Various surgical stresses may impair host defense mechanisms. Perioperative hyperglycemia is a reasonable response to stress, delivering more glucose to injured tissue, red blood cells and immune cells, which are necessary for surviving the stress. However, excessive hyperglycemia under conditions of increased insulin resistance causes dysfunction of immune cells, vascular endothelial cells, neurons and the kidneys, leading to increased postoperative complications. Thus, blood glucose control during the perioperative period is very important. Intensive insulin therapy aimed at achieving a blood glucose level of 80‐110 mg/dL was demonstrated to reduce mortality and morbidity in patients admitted to the surgical intensive care unit (ICU) who were receiving mechanical ventilation.14 Nevertheless, many clinicians and researchers have challenged the efficacy of what they consider to be excessively strict control and, in fact, randomized controlled trials (RCTs) have revealed poorer outcomes in association with hypoglycemia in patients with strict blood glucose control.15 At present, based on clinical experience and research, a blood glucose level of 110‐160 mg/dL is recommended. Particularly, in patients without diabetes who undergo gastroenterological surgery, a target blood glucose of ≤150 mg/dL is recommended by Takesue et al.16

Surgical stress which causes severe gut ischemia reperfusion and/or endotoxemia may cause impairment of gut and hepatic immunity, although these data were obtained in animal studies.17 Prolonged loss of hepatic MNC and GALT cell numbers has been observed.18 Moreover, truncal vagotomy, a surgical procedure performed for lymph node dissection in upper GI tract malignancy operations, worsens the resistance to gut ischemia reperfusion and impairs gut immunity.19, 20

Thus, clinicians should recognize that severe surgical stress may trigger deterioration of host defense mechanisms against various pathogens, placing patients at risk for developing postoperative complications. Appropriate nutritional therapy may reduce this risk, while lack of attention to nutrition may aggravate the stress‐induced impairment of host defense systems.

* [Work task A]: According to the passage on surgical stress, what blood glucose level is currently recommended?
* [Work task B]: Rewrite the part of the passage on surgical stress starting at "Thus, clinicians should" and ending at "host defense systems.", substituting "surgeons" for "clinicians".

* [Dataset excerpts]:

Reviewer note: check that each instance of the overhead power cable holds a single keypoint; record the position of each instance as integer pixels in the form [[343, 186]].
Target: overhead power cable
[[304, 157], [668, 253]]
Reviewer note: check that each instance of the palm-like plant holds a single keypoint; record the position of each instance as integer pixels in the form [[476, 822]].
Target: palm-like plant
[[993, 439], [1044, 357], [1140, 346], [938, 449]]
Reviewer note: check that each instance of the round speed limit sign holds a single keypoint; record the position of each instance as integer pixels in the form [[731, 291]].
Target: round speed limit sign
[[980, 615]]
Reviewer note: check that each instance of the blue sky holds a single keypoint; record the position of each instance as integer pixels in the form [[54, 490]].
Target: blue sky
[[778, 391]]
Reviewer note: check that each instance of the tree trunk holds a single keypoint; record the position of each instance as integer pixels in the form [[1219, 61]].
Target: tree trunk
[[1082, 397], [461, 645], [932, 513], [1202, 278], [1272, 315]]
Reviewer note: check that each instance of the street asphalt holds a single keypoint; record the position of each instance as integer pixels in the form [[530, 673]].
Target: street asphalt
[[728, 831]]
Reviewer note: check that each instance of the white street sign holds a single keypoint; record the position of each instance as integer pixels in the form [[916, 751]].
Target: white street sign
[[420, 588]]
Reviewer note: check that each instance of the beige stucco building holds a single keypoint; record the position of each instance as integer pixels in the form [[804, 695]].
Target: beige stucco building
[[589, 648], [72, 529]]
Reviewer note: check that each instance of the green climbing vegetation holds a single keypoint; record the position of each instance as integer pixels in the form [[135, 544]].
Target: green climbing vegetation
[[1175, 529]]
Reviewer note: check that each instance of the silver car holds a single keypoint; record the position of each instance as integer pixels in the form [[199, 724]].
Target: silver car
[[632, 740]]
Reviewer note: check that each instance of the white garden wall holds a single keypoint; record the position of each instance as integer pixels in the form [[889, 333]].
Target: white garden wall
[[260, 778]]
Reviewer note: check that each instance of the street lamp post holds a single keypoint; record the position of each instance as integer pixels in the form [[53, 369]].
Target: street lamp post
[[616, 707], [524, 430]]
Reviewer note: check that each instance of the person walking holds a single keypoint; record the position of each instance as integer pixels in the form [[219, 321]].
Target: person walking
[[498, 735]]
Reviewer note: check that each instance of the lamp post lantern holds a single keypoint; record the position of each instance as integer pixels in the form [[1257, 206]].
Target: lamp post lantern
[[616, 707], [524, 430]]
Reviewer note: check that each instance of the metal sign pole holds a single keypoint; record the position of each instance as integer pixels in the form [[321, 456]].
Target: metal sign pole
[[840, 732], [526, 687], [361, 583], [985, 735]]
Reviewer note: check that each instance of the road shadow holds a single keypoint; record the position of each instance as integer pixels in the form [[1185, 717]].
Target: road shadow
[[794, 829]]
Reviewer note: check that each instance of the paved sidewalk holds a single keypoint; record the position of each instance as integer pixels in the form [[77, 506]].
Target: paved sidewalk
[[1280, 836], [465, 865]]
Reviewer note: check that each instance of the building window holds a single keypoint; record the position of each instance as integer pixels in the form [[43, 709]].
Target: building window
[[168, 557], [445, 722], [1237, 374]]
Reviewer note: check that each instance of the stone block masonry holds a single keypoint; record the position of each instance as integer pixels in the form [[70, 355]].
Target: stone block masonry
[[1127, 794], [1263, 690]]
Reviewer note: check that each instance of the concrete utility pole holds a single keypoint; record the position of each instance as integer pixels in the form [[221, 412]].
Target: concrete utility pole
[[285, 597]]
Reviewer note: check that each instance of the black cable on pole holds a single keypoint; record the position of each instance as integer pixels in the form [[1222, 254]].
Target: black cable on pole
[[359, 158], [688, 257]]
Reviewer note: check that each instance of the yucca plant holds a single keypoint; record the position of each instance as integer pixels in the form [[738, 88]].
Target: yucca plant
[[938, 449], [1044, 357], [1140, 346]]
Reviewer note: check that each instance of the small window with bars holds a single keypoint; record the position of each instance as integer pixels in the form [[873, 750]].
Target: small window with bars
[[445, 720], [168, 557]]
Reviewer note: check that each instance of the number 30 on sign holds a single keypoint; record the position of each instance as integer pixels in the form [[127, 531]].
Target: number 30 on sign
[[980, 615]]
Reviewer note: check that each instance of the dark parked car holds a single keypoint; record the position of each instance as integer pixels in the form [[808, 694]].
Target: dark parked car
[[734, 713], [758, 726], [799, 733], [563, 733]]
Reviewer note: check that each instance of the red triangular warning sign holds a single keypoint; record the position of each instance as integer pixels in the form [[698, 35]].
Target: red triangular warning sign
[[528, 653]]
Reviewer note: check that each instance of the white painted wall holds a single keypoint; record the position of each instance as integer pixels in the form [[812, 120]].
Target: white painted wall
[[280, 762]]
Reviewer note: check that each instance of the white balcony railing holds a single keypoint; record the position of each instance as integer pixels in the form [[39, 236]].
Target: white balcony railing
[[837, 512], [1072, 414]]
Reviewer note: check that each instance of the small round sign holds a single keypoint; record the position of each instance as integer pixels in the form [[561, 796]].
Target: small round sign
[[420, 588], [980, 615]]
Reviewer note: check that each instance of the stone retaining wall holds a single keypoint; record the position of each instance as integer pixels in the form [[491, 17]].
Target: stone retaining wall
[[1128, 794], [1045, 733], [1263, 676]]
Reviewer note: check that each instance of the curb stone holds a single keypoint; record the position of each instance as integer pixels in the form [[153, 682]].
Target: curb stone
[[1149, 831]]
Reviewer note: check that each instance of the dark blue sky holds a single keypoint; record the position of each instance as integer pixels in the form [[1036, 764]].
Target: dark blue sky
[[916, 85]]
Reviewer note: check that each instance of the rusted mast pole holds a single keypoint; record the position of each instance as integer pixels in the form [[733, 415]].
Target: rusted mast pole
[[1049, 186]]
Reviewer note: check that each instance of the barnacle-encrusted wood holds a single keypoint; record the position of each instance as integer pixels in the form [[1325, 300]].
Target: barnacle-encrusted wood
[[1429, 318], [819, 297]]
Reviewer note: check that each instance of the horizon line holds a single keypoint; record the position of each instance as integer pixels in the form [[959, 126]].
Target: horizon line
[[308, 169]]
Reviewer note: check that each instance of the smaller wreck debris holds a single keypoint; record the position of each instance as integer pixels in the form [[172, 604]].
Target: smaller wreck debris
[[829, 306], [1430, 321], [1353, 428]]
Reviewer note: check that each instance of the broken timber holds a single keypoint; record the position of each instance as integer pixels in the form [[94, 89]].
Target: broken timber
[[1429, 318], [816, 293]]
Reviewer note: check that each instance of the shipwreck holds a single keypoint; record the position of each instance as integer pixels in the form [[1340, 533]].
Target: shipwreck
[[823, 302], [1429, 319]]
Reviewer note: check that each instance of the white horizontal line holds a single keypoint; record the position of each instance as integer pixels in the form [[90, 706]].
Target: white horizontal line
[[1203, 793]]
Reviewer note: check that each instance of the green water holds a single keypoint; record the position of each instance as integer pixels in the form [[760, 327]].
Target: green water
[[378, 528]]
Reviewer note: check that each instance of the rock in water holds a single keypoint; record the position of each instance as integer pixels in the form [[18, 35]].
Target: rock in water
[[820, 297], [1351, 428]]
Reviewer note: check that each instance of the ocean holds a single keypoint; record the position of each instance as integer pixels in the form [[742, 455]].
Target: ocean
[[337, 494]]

* [Task output A]: 110‐160 mg/dL

* [Task output B]:
Thus, surgeons should recognize that severe surgical stress may trigger deterioration of host defense mechanisms against various pathogens, placing patients at risk for developing postoperative complications. Appropriate nutritional therapy may reduce this risk, while lack of attention to nutrition may aggravate the stress‐induced impairment of host defense systems.